Set exercise:
Copy the lines below word for word, but leave out the pictures.

##############################

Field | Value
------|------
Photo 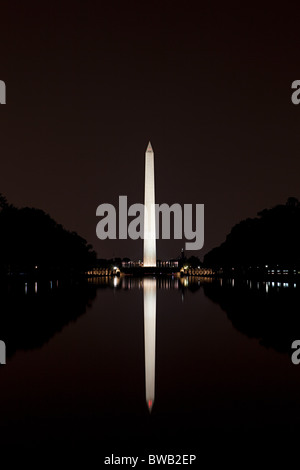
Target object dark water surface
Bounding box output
[0,278,300,467]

##############################

Solution:
Field | Value
------|------
Photo 
Target object dark water surface
Bounding box output
[0,278,300,467]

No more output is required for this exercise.